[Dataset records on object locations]
· · · · ·
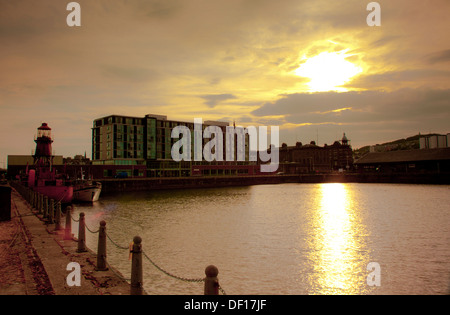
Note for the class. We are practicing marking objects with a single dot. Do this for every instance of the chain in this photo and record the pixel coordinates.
(93, 232)
(172, 275)
(118, 246)
(73, 218)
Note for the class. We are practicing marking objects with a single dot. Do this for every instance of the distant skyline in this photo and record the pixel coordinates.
(313, 68)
· · · · ·
Repeat all of the records above word for word, leaving out the pictures.

Output for this exercise:
Note for the class. We are practicing marking objects with a single dot. Do this for every instance of the chain in this photo and record the pixel coordinates.
(93, 232)
(172, 275)
(118, 246)
(73, 218)
Note for the class. We are practicing marking objects with a single dot. Do this for every instance of the distant skyline in this photo and record the pixel coordinates.
(313, 68)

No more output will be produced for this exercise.